Extracted data: Begin
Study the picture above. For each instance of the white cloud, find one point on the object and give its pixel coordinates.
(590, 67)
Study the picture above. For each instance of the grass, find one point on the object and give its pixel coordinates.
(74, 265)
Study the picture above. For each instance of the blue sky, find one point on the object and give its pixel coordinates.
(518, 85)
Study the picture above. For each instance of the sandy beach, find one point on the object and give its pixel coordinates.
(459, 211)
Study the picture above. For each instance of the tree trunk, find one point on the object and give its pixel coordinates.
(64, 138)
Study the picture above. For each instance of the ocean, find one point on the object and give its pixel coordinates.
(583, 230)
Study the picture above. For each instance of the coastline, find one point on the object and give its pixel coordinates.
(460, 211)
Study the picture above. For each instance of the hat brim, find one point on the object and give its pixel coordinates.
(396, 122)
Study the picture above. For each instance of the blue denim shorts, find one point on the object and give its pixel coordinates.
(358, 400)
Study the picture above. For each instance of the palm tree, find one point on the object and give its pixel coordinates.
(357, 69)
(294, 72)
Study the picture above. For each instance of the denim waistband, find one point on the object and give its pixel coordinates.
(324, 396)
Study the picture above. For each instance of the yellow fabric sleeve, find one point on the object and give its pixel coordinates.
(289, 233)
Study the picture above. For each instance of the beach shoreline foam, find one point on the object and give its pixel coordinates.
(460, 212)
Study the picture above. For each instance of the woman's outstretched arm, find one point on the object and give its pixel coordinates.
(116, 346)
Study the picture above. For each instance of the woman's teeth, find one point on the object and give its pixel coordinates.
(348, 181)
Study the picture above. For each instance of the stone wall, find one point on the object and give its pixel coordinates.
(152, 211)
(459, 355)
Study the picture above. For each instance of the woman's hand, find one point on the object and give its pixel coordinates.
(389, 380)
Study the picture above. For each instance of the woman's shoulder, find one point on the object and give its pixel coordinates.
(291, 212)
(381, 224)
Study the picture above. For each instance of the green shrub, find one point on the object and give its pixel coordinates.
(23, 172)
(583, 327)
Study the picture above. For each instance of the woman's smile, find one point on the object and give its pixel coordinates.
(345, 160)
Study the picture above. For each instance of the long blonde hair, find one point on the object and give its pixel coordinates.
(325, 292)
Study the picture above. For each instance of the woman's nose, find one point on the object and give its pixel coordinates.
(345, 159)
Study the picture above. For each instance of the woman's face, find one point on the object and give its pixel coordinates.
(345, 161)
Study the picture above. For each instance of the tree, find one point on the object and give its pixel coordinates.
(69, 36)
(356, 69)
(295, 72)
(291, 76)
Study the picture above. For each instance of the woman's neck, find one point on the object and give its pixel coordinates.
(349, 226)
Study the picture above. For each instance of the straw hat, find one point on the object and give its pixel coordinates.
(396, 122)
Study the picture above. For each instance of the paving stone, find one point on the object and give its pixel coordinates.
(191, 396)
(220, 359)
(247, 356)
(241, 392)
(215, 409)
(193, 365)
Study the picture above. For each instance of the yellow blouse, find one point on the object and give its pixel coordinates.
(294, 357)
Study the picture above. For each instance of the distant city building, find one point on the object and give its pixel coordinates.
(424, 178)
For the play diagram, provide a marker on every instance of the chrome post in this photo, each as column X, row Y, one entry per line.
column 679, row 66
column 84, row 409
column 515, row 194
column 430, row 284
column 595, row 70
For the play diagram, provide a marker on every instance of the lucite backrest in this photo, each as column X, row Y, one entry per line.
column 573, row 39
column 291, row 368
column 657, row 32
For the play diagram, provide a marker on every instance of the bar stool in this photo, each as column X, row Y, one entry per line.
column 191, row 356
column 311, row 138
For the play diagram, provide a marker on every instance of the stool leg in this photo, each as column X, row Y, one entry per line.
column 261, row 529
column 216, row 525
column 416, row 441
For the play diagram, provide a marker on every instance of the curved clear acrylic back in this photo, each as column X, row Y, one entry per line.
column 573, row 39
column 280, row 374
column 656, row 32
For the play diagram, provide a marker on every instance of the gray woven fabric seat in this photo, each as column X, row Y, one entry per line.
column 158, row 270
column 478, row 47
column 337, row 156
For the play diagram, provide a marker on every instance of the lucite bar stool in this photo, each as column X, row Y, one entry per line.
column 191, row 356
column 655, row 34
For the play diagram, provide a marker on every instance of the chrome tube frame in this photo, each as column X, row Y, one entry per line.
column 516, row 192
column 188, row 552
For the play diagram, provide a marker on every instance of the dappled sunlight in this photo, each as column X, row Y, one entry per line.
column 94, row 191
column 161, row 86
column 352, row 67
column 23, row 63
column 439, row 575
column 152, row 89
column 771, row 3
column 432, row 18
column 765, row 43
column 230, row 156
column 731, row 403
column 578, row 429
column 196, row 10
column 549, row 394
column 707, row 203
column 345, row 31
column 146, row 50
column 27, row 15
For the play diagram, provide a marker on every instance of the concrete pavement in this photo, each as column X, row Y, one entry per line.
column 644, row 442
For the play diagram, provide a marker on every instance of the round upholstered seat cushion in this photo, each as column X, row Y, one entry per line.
Extracted data: End
## [Exercise prompt]
Give every record again, exactly as it appears.

## [Final answer]
Study the picture above. For each instance of the white cloud, find one point on the object and give its pixel coordinates.
(590, 67)
Study the picture above. For each instance of the grass, find one point on the object and give its pixel coordinates.
(74, 265)
Study the picture above. For each instance of the blue sky, find one point on the object and give its pixel coordinates.
(518, 85)
Study the picture above. For each instance of the sandy beach, find one point on the object and give its pixel coordinates.
(459, 211)
Study the picture above. For each instance of the tree trunk, find one point on the object and give its pixel coordinates.
(64, 138)
Study the picture above. For each instance of the ocean, find one point on the object and give its pixel coordinates.
(583, 230)
Study the picture above. For each instance of the coastline, find one point on the object and give its pixel coordinates.
(460, 211)
Study the picture above. For each instance of the hat brim, find one point on the object and give its pixel coordinates.
(396, 122)
Study the picture above. For each instance of the blue denim shorts, find one point on the object and give its pixel coordinates.
(358, 400)
Study the picture above. For each instance of the palm tree, find one point on the object and give its pixel coordinates.
(357, 69)
(294, 72)
Study the picture above. For each instance of the denim waistband, find one point on the object and give its pixel coordinates.
(324, 396)
Study the picture above. For each instance of the yellow fabric sleeve, find one point on the object and give its pixel coordinates.
(289, 233)
Study the picture above. For each instance of the beach shoreline foam, find one point on the object and give its pixel coordinates.
(460, 212)
Study the picture above. For each instance of the woman's outstretched arm, find one point on the object and give its pixel coordinates.
(116, 346)
Study the picture above. For each instance of the woman's teeth, find one point on the object and give its pixel coordinates.
(348, 181)
Study the picture above. For each instance of the stone wall, find one point on the object and give its pixel coordinates.
(152, 211)
(459, 355)
Study the picture above. For each instance of the woman's hand, find one point on the object and give its pixel coordinates.
(389, 380)
Study the picture above. For each instance of the woman's shoulder, find one point on the object and give its pixel coordinates.
(291, 212)
(381, 224)
Study the picture above. For each instance of the green shrub, find one point on the object and give its pixel coordinates.
(23, 172)
(583, 327)
Study the picture above. For each instance of the woman's smile, find one point on the object and give its pixel coordinates.
(345, 160)
Study the picture above. For each instance of the long blonde hair, find one point on the object and give its pixel coordinates.
(325, 292)
Study the picture above. For each instance of the woman's nose, find one point on the object and give its pixel coordinates.
(345, 159)
Study the picture above. For each instance of the woman's face, find one point on the object and give its pixel coordinates.
(345, 161)
Study the picture above. For each instance of the tree, find one point on the object and give its pixel coordinates.
(69, 36)
(356, 69)
(295, 72)
(291, 76)
Study the picture above. For each instance of the woman's neck, find one point on the object and give its pixel coordinates.
(349, 226)
Study the picture above. For each instance of the straw hat, find one point on the object and give its pixel coordinates.
(396, 122)
Study the picture above. For each instance of the paving stone, find one point on the object and give its pixel coordinates.
(191, 396)
(220, 359)
(247, 356)
(241, 392)
(215, 409)
(193, 365)
Study the picture above. For each instance of the yellow blouse, find one point on the object and give its pixel coordinates.
(294, 357)
Study the picture above. For each instance of the distant city building, find one point on the object and give its pixel coordinates.
(424, 178)
For the play diagram, provide a marker on every instance of the chrome post in this photo, each as column X, row Y, one entry per line.
column 679, row 66
column 84, row 409
column 515, row 194
column 430, row 284
column 595, row 70
For the play diagram, provide a marker on every instance of the lucite backrest in this photo, each as column X, row Y, one entry per line.
column 573, row 39
column 291, row 368
column 657, row 32
For the play diagram, provide a marker on every instance of the bar stool in this photo, each as column X, row Y, one entry per line.
column 191, row 356
column 311, row 138
For the play diagram, provide a marker on every instance of the stool leg in this photo, each as column X, row Y, one entry per line.
column 261, row 529
column 216, row 525
column 416, row 441
For the play diagram, provide a marker on every instance of the curved clear acrylic back in this photo, each as column X, row Y, one entry per line.
column 573, row 39
column 280, row 374
column 656, row 32
For the play diagram, provide a marker on every instance of the gray woven fabric seat in this photo, each as column X, row Y, one entry per line.
column 158, row 270
column 478, row 47
column 337, row 156
For the play diagram, provide a marker on every instance of the lucite bar stool in this photo, each as column X, row Y, one entry per line.
column 191, row 356
column 655, row 34
For the play diagram, provide a marker on every instance of the chrome tube frame in this photo, each as column X, row Y, one entry per line.
column 516, row 192
column 188, row 552
For the play diagram, provide a marker on every instance of the dappled sunlight in this photo, each as column X, row Y, one entry per line.
column 94, row 191
column 161, row 86
column 352, row 67
column 23, row 63
column 439, row 575
column 152, row 89
column 771, row 3
column 432, row 18
column 765, row 43
column 230, row 156
column 731, row 403
column 578, row 429
column 196, row 10
column 549, row 394
column 707, row 203
column 345, row 31
column 146, row 50
column 27, row 15
For the play diagram, provide a marker on every instance of the concrete pavement in this photo, each as column X, row Y, one entry per line.
column 644, row 442
For the play diagram, provide a marker on every instance of the round upholstered seat cushion in this photo, each as column X, row Y, one entry per line.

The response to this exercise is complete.